(Source passage Opens)

Note: The decomposition of the series was carried out using singular spectrum analysis (SSA; M = 31).

Several indexes have been proposed to estimate the strength and persistence of the effects of volcanic eruptions on the atmosphere and climate. We used two indexes: the VEI (Newhall and Self, 1982) and the sulfate loads derived from the ice cores. The parameterization of volcanism in the VEI chronology has been criticized as an index of explosivity and not of stratospheric loading. To produce a more accurate index, the residence times of the aerosol and particles ejected must be taken in account. However, we used the VEI only to assess the relative magnitude of each explosion and to select on this basis the explosions included in further analysis.

Ice cores can provide estimates of atmospheric sulfate contents, but are not always dated precisely and can be biased. It is recognized that high-altitude ice cores may overemphasize mid- and high-latitude volcanic eruptions (Zielinski, 1995). They do, however, provide direct evidence of eruptions, although not the nature of the climatic response. While the historical series for these forcing agents are imperfectly known or measured, they do nonetheless represent our best estimates of the time histories of the corresponding forc ing. We assumed, as did Sato et al. (1993), that the aerosols were uniformly distributed over the globe.

(Source passage Closes)

Tasks to carry out:
1. Answer these three questions using the passage on volcanic forcing indexes:
(a) What method was used to decompose the series?
(b) What criticism has been made of how the VEI chronology parameterizes volcanism?
(c) Which eruptions may high-altitude ice cores overemphasize?
2. List every published work cited in the passage on volcanic forcing indexes, giving authors and year.

(Data shown Opens)

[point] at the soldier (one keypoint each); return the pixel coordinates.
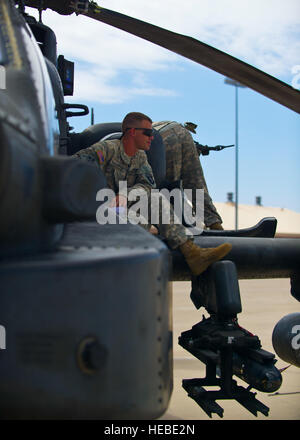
(125, 160)
(182, 163)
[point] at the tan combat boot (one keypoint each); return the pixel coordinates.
(199, 259)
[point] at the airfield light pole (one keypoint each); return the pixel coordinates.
(237, 85)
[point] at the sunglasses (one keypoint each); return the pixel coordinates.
(146, 131)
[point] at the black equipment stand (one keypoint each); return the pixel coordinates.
(224, 347)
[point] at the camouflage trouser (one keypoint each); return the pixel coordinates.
(157, 208)
(182, 163)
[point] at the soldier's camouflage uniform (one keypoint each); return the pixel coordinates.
(182, 163)
(117, 166)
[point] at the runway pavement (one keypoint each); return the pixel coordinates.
(264, 303)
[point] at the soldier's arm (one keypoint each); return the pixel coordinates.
(96, 154)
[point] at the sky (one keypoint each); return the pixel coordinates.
(116, 73)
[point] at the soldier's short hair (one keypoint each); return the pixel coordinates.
(132, 118)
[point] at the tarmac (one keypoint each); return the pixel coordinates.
(264, 303)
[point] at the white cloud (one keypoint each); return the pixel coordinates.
(262, 33)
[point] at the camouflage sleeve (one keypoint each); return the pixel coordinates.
(193, 177)
(143, 175)
(96, 154)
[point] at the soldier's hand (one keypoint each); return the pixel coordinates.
(217, 227)
(119, 200)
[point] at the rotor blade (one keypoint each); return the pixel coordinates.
(201, 53)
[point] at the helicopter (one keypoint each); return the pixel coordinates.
(84, 338)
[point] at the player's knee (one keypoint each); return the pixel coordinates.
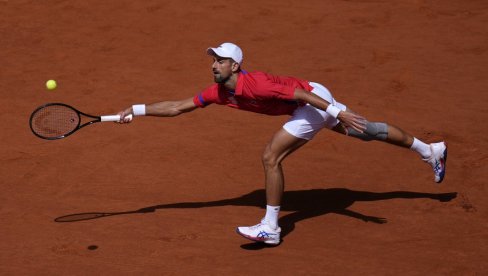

(Data shown Closes)

Task-by-task outputs:
1.
(a) Singular spectrum analysis (SSA; M = 31).
(b) It has been criticized as an index of explosivity and not of stratospheric loading.
(c) Mid- and high-latitude volcanic eruptions.

2.
- Newhall and Self, 1982
- Zielinski, 1995
- Sato et al., 1993